(JOBS):
A – In the Mercedes-Benz recall report, what is the estimated number of affected vehicles?
B – Pick up the Mercedes-Benz recall report after its last sentence and carry it forward.

-- Begin EXCERPT PROVIDED --

A Decade of Mercedes Benz Vehicles May Have Sliding Roof Panel Defect

Laguna Hills, Calif., January 9, 2019 – Mercedes Benz USA, LLC is recalling certain 2001-2011 vehicles from a range of lines. Many of these vehicles have sliding roof panels that have become less adhesive, leaving the panel at risk of detaching from the vehicle and causing injury.

The estimated number of affected vehicles is 744,852, although as few as 2% of those vehicles may have the defect.

The Defect

According to Mercedes Benz, the bonding between the roof glass panel and the sliding roof frame may have deteriorated, resulting in the glass panel coming detached in extreme circumstances. The issue mostly occurred in the production of some vehicles from January 16, 2006 to August 21, 2006. A review by the components supplier, Webasto Roof and Components SE, revealed a change of production methods starting August 22, 2006. As a result, vehicles using components that were manufactured from that day forward are believed to be free of the defect.  

The list of potentially impacted vehicles is long and includes the C32, C55, C320, C230, C240, C280, C350, CLS63, CLS500, CLS550, CLK320, CLK500, E55, E63, E280, E300, E320, E350, E450, E500, E550 lines across several model years.

The exact cause of the issue remains unclear.

Timeline of Events

In December 2017, Mercedes Benz began performing initial investigations of the sliding roof panel on certain model years after a series of isolated field reports from outside the U.S. No damage or injuries had been reported as a part of these field reports. The panels that were involved in each field report were retrieved and analyzed by Mercedes Benz, as well as Webasto Roof and Components SE, and an outside laboratory. These tests came back with inconclusive results.

To continue research, Mercedes Benz searched the global used car market for more sliding roof panels, since none of the affected models were still in production at Mercedes Benz facilities. In November, 2018, three sliding panels were procured and tested. One of those panels was defective due to the lack of cohesion.

-- End EXCERPT PROVIDED --
-- Begin DATASET EXCERPTS --

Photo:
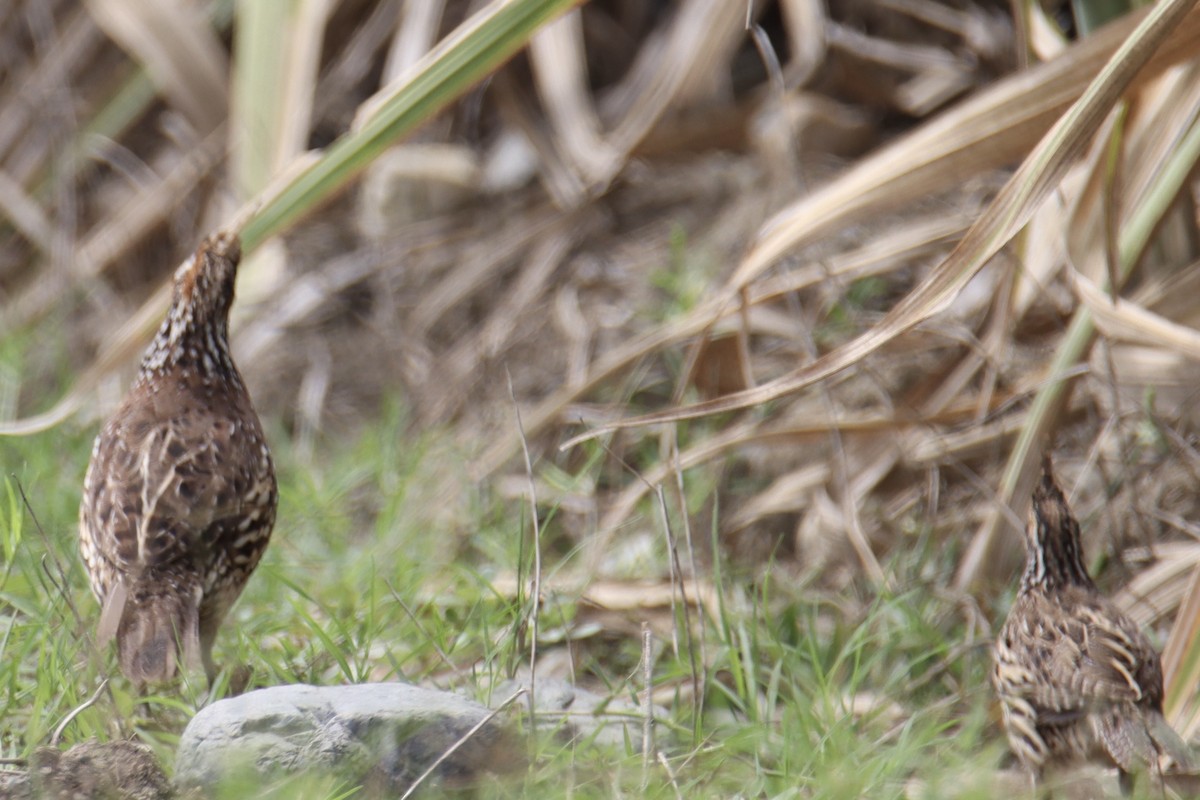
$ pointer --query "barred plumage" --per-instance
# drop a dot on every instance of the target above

-- End DATASET EXCERPTS --
-- Begin DATASET EXCERPTS --

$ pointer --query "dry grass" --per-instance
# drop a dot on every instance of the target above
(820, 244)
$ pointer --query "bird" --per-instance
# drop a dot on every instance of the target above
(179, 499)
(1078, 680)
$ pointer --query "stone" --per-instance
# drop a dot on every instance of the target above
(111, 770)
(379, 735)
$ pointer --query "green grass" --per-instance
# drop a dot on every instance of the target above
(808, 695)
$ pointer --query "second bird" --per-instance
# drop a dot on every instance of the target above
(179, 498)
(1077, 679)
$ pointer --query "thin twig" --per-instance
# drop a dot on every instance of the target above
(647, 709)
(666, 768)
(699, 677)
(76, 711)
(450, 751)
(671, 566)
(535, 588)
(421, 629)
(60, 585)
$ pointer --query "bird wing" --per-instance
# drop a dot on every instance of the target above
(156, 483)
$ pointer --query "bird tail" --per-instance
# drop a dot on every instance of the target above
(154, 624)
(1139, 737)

-- End DATASET EXCERPTS --
-- Begin DATASET EXCERPTS --

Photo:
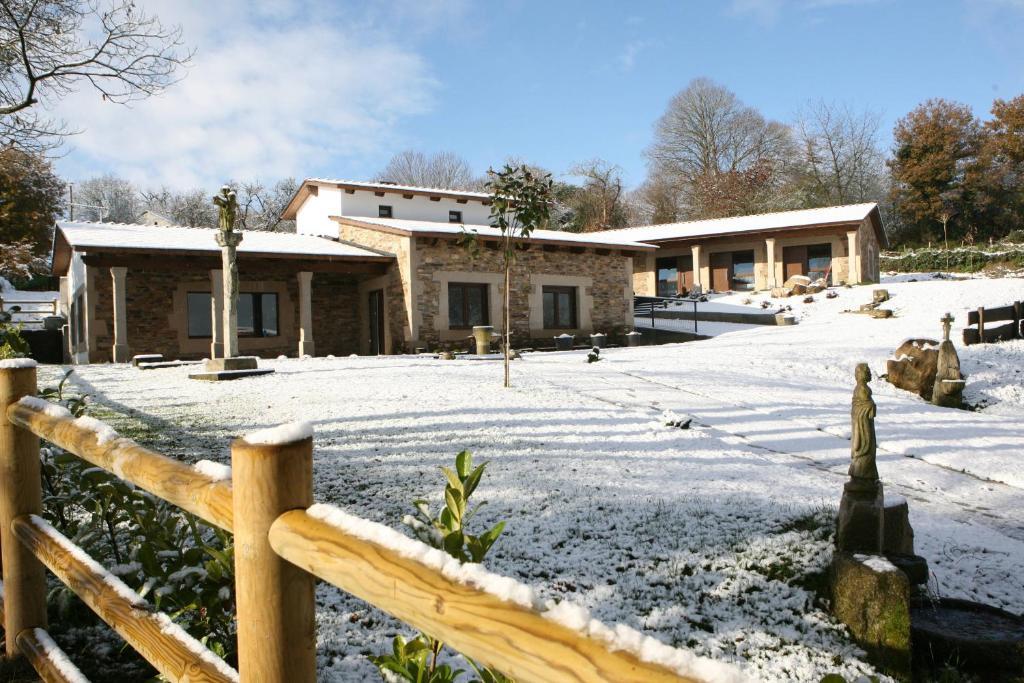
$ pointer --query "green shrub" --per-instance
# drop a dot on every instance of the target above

-- End DATASET EXCERPTS --

(EXPECTED RESPONSES):
A – 744,852

B –
The Solution

Affected owners can bring their vehicles into a certified Mercedes Benz dealer to have their glass panel bonding checked, free of charge. In situations where a dealer finds that the bonding has become less adhesive, they will replace the entire sliding roof panel. Components that will need to be replaced include the sliding sunroof, front blinds, blind on glass and trim.

If owners have already taken their vehicle in for repairs on this issue previous to the recall, they may be eligible for a reimbursement from Mercedes Benz. Requests for reimbursement should include information about the parts, labor, fees and taxes. Reimbursements are capped off at the amount that the repair would have cost if it were performed by a certified Mercedes Benz dealer.   

As a part of the recall, Mercedes Benz will be required to submit six consecutive quarterly status reports to the National Highway Traffic Safety Administration, with the first report due within 30 days of the end of the quarter. In addition, given the extensive length of time between the production of the first defective vehicle and the first field report, Mercedes Benz will be required by the National Highway Traffic Safety Administration to develop a plan for vehicles that are currently not defective may be become so in the future.

Mercedes Benz dealers were notified of the voluntary recall on December 27, 2019. The company plans to notify affected owners on February 14, 2020.

For more information on this and other recalls, visit www.motorsafety.org.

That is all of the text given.